## Исходный текст

------------------------------

Как выходила «Песнь о любви»

(Из записок редактора)
В 80-е годы я работал редактором в кишиневском изательстве «Литература артистикэ» («Художественная литература»). В русской редакции, которой заведовала Маргарита Михайловна Арсеньева.

 Одна из историй, связанных с моей редакторской работой, особенно памятна. Почему? Наверное, из-за накала переживаний, связанных с нею. Из-за неожиданного поворота событий. Из-за... Впрочем, не буду пытаться сформулировать. Попробую лучше рассказать.

 


1.

 

Кишиневским издательствам в ту пору разрешалось печатать книги массового спроса, чтобы покрывать убытки от выпуска заидеологизированной, мало кому интересной продукции. Я не хочу сказать, что не было хороших книг местных авторов. Были. Но они не могли всерьёз повлиять на экономические показатели издательств.

 

Наряду с книгами местных авторов, выпускались советские и зарубежные детективы, фантастика, разного рода развлекаловка. Не всегда это была качественная литература. У нас же, в «Литература артистикэ», М. М. Арсеньева сделала упор на выпуске книг, написанных крупными мастерами. В результате вышли однотомники Булгакова и Воннегута, Нагибина и Грэма Грина и других замечательных авторов.

 

Возник замысел выпустить антологию русской любовной лирики 18-20 веков. Через всю книгу проходил сквозной комментарий, содержавший множество интересных сведений. «Войти» в антологию читателю помогали написанные столь же ярко и доходчиво вступительные статьи – не одна, как это было привычно, а две. Составлением книги, вступительными статьями и комментариями занимался известный московский критик Александр Горловский. А редактировать однотомник, получивший назание «Песнь о любви», поручили мне.

 

Так в 1986 году в нашем издательстве мне довелось познакомиться с Александром Самойловичем Горловским.

 

Он был человеком незаурядным. Глубина его познаний поражала. Как и его величайшая любовь к русской литературе и стремление передать эту любовь читателю, с максимально возможной доходчивостью рассказывая о вещах очень непростых.

 

Нельзя было не заметить и не оценить его мягкости, доброжелательности, деликатности – и одновременно умения спокойно, но твёрдо отстаивать свою принципиальную позицию. Нельзя было не заметить его постоянной ориентированности на Культуру в высших её проявлениях.

 

В 1988 году, не дотянув до пятидесяти восьми лет, Александр Горловский скончался. Возможно, прожил бы больше, если бы меньше тягот было в его судьбе. Если бы в студенческие годы не был арестован как сын врага народа, а потом сослан в Казахстан, откуда вернулся только после смерти Сталина...

 

Но я не буду подробно рассказывать о его судьбе. О Горловском есть статья в «Википедии», есть посвященные ему страницы в интернете. О нем помнят те, кто его знал, читал его книги и статьи.

 

 

2.

------------------------------

## Исходный материал
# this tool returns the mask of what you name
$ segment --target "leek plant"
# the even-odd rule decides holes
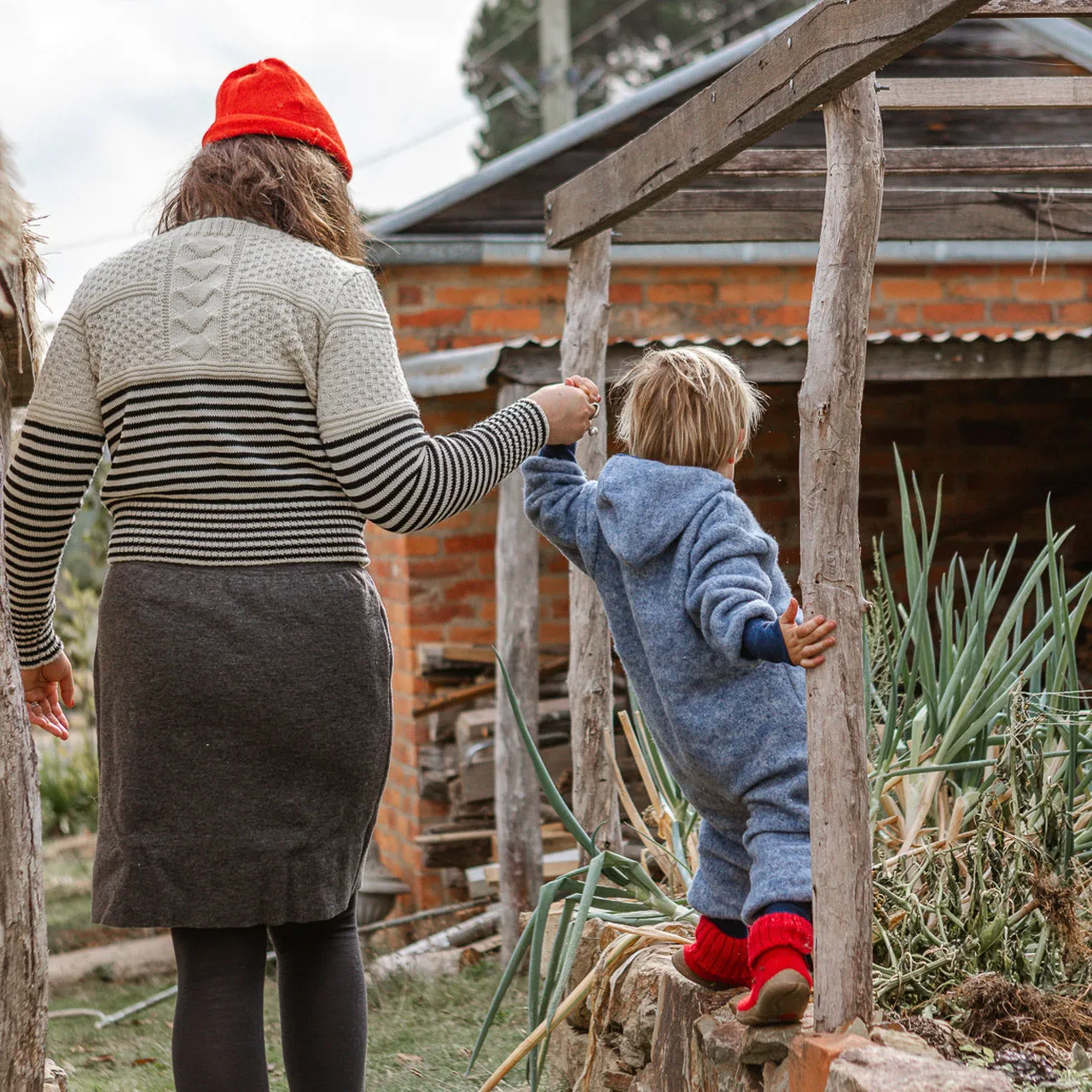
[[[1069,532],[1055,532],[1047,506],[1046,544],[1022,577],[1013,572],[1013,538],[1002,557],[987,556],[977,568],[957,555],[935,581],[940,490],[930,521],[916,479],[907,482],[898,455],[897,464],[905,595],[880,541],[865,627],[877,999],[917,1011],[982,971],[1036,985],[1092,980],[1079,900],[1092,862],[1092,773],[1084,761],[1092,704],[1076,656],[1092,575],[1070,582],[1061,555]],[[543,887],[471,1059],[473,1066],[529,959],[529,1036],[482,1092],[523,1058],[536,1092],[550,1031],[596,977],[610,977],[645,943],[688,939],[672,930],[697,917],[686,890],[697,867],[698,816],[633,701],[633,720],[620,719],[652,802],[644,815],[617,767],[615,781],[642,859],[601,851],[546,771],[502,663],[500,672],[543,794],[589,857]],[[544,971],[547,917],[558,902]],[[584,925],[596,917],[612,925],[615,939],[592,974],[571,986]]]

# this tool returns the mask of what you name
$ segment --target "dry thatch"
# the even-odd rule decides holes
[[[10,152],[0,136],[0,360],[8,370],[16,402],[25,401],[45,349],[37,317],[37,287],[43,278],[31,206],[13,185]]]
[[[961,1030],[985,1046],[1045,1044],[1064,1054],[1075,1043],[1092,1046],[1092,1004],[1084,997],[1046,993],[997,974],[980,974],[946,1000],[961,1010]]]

------------------------------

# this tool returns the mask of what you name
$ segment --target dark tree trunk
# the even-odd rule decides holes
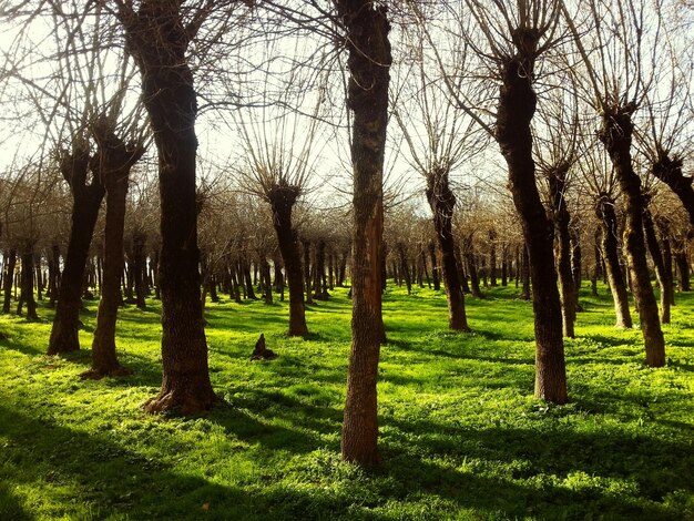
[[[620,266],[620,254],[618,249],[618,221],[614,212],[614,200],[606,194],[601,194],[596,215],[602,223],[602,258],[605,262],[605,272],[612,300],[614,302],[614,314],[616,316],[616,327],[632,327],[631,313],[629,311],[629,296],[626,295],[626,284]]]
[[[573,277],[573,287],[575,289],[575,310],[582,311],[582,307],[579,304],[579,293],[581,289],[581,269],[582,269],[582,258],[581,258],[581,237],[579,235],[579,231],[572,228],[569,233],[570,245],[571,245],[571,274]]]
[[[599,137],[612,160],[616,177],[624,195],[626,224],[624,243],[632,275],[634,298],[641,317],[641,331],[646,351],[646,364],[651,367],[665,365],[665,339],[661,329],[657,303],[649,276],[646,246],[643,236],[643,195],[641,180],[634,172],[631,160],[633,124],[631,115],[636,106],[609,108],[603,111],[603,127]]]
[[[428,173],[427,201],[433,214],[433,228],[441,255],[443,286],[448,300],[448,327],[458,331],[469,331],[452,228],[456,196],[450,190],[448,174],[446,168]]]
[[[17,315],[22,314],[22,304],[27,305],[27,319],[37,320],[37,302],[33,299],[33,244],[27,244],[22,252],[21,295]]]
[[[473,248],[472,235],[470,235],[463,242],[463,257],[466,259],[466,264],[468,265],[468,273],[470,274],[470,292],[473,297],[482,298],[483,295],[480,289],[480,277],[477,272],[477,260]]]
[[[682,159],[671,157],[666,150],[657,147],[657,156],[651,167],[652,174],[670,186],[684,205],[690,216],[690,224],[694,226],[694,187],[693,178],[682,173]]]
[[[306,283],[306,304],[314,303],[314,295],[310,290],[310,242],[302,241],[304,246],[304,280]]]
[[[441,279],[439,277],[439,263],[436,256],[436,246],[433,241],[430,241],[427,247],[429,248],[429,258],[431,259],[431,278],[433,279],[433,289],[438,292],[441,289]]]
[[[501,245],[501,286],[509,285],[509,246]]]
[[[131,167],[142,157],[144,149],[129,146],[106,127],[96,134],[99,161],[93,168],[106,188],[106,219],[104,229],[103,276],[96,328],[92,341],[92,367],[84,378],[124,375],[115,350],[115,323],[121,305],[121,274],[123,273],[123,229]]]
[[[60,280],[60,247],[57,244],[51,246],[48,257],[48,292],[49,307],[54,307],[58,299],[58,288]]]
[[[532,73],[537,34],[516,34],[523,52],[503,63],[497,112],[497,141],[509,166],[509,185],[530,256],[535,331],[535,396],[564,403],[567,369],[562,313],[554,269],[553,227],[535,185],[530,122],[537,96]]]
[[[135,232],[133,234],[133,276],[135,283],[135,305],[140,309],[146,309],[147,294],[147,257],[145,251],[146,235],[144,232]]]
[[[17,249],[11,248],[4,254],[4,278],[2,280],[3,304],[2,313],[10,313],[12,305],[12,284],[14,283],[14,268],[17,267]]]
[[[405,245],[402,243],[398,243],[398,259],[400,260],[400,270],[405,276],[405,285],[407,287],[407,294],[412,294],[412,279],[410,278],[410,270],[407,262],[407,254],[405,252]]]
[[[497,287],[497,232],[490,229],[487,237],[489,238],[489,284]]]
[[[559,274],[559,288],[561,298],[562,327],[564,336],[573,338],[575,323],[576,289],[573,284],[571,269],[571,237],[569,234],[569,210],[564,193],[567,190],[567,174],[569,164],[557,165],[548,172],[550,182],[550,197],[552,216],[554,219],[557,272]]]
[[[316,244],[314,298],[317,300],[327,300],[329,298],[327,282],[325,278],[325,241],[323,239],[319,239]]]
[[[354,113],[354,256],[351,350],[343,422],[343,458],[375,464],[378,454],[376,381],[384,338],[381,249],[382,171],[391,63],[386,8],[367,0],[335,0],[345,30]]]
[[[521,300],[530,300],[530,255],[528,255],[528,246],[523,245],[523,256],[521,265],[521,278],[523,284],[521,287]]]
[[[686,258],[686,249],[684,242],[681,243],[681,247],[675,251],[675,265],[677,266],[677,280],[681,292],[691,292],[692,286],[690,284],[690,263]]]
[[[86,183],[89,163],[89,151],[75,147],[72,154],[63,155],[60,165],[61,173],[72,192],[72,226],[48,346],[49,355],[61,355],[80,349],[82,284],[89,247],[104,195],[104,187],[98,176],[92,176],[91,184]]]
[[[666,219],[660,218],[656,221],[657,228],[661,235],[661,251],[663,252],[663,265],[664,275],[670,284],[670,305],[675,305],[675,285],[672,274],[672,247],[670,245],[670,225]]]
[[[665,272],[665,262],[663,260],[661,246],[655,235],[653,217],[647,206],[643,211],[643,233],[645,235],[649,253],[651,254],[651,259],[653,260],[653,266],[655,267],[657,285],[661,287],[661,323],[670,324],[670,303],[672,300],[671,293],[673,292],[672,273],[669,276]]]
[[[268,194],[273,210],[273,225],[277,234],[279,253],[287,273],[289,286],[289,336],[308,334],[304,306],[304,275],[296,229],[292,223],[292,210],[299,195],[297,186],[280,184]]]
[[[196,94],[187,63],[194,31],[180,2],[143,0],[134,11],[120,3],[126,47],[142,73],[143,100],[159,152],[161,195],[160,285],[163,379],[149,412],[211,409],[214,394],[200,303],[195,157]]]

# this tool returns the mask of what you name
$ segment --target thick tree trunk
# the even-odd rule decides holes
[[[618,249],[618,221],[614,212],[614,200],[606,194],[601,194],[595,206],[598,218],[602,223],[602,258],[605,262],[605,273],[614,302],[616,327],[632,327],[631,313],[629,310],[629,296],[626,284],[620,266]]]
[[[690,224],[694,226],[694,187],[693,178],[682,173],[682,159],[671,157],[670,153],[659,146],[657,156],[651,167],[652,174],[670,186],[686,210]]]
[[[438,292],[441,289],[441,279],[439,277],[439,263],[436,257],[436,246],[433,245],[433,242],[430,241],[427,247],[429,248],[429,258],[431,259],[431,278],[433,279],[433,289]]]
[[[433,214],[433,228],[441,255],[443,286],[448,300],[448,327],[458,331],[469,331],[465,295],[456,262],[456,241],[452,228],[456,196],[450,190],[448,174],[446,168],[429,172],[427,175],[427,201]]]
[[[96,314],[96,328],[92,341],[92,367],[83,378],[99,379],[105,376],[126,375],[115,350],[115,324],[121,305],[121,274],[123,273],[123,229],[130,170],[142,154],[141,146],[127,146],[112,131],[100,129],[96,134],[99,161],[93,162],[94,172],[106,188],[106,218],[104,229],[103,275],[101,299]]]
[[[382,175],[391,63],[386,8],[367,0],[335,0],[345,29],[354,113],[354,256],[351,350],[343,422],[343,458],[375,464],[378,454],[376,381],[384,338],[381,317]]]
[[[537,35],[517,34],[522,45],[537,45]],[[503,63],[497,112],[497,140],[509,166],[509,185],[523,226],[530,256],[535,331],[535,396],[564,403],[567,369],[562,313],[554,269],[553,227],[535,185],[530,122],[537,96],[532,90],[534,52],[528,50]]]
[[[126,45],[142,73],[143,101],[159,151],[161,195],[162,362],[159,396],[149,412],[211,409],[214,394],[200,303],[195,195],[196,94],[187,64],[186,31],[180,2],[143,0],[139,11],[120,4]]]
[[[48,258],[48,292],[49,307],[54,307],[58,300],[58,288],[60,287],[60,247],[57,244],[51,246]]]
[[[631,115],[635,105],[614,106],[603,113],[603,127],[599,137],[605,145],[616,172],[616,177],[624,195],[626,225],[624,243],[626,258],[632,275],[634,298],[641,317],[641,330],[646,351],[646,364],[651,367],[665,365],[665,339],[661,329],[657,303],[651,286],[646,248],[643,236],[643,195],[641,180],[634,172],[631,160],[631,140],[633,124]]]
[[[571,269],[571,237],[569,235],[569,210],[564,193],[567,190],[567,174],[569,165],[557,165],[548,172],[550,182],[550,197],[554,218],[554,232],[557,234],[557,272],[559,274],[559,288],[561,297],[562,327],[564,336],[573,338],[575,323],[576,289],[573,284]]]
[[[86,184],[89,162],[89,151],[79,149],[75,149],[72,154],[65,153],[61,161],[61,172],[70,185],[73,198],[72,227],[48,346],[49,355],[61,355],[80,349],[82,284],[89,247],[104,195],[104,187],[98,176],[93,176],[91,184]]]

------------------------------

## Условия заданий
**1.** Выведите без изменений фрагмент воспоминаний редактора о выходе «Песни о любви»: всё от слов «Кишиневским издательствам в» вниз до слов «экономические показатели издательств.».
**2.** Продолжите воспоминания редактора о выходе «Песни о любви» с того места, на котором они заканчиваются.

## Ответы к заданиям
**1.**
Кишиневским издательствам в ту пору разрешалось печатать книги массового спроса, чтобы покрывать убытки от выпуска заидеологизированной, мало кому интересной продукции. Я не хочу сказать, что не было хороших книг местных авторов. Были. Но они не могли всерьёз повлиять на экономические показатели издательств.

**2.**
Вернемся, однако, в год 1986-й. Перестройка. Время перемен. Совершенно в духе этого времени Александр Горловский включил в книгу, наряду с разделами, посвященными другим поэтам, раздел, где была представлена любовная лирика Николая Гумилева. У нас, издателей, это не вызвало возражений.

 

Все издававшиеся книги поступали в лит – так сокращенно называли подразделение Главлита (цензурного комитета), размещавшееся в одном здании с нами, в Доме издательств. Там их читали и, если возражений не было, на титульном листе ставили штамп, позволявший отправить книгу в печать. Это называлось – книга залитирована.

 

Попала в лит и «Песнь о любви».

 

После этого Маргариту Арсеньеву вызвали в здание, где размещалось руководство Главлита, к его начальнику. Состоялся очень непростой разговор с этим самым начальником, назвавшим Гумилева белогвардейцем. Сказал он это – как будто клеймо поставил. Итог разговора - запрет печатать в книге стихи Гумилева.

 

Да, времена менялись, но пока ещё не настолько, чтобы можно было печатать Гумилева. Не то что у нас - его еще и в Москве не публиковали. Посвященный ему раздел пришлось из книги убрать. А также - удалить упоминания о том, что на таких-то поэтов Гумилев оказал влияние.

 

 

3.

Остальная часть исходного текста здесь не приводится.